— Приведенный отрывок —
____

Свидетельство в себе самом дано нам изначально, но ему нужно позволить проявиться в нас. Быть послушным ему, покорить ему слух. На это воспитание слуха может уйти вся жизнь, которая по-настоящему «сбывается» (Цветаева) лишь в покорности. Возьмем историю Иова, разве это не притча сбывшейся жизни или нового рождения? Вот человек богобоязненный, благочестивый, живущий в ладу с законом, идущий по утоптанной, славной дороге, вдруг проваливается в преисподнюю бед. Каждая клеточка его тела протестует, каждая рана взывает к справедливости. Но при этом само страдание его, что тяжелее песка морского, несет весть о его зависимости от Творца. Словно любящий Врач без наркоза сшивает его плоть с каким-то неведомым, мучительным Промыслом. Страдание лучше, чем что-либо иное, вразумляет нас в том, что все наше целиком принадлежит Ему. Все, что, казалось, было в распоряжении его, Иова, изначально есть Его, Божие, и тело, и дух. Именно осознание собственной жизни как дара дает Иову право и мужество задавать Богу вопросы. Если все мое существование течет из дланей Твоих, как мог Ты выпустить меня из рук и дать разбиться?
Не Ты ли вылил меня, как молоко,
и, как творог, сгустил меня,
кожею и плотью одел меня,
костями и жилами скрепил меня.

____

— Сохраненные записи —
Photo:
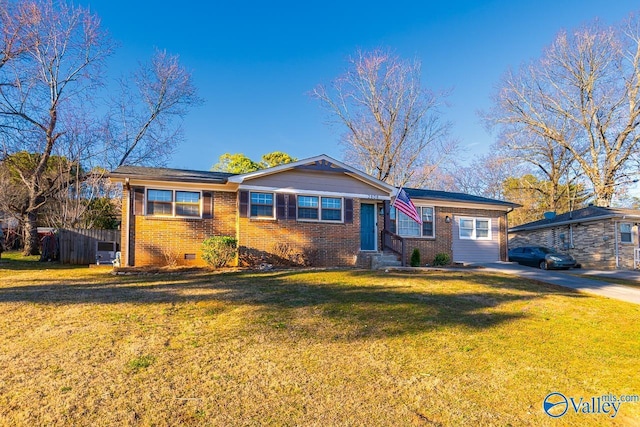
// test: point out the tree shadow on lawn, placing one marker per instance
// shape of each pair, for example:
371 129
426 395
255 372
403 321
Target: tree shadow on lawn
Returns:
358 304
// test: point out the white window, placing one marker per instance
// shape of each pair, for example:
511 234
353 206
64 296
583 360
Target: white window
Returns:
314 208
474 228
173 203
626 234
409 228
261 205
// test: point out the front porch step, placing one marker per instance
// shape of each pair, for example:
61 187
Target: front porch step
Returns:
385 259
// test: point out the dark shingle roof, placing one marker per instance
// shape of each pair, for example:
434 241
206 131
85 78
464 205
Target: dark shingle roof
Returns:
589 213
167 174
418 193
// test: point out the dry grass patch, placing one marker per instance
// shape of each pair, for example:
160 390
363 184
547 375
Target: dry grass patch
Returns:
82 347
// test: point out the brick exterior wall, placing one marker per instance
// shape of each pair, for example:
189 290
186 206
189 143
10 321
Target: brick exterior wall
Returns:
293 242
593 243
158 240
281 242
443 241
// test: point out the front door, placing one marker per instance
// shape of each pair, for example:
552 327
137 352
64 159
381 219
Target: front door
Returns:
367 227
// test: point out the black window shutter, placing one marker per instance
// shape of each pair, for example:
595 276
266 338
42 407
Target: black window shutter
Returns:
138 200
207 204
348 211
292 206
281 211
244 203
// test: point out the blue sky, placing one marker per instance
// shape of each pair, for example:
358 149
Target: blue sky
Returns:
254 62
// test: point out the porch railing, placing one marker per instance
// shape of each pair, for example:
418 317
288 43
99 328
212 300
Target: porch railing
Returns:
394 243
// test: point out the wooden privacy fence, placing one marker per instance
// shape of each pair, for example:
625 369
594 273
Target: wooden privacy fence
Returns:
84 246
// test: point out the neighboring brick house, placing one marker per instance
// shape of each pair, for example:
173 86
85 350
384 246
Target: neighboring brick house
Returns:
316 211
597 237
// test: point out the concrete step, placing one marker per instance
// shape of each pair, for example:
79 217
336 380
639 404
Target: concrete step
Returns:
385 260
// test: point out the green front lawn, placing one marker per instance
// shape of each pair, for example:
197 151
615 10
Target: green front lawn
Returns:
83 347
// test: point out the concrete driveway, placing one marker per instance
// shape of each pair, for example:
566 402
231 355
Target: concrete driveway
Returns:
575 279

____

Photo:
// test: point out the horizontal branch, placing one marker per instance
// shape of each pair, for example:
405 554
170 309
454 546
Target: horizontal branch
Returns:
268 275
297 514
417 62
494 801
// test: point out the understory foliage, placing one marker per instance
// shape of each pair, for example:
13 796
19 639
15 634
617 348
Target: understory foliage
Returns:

____

— Задание —
Что, согласно отрывку об истории Иова, дает Иову право и мужество задавать Богу вопросы?

— Ответ к заданию —
Право и мужество задавать Богу вопросы дает Иову осознание собственной жизни как дара.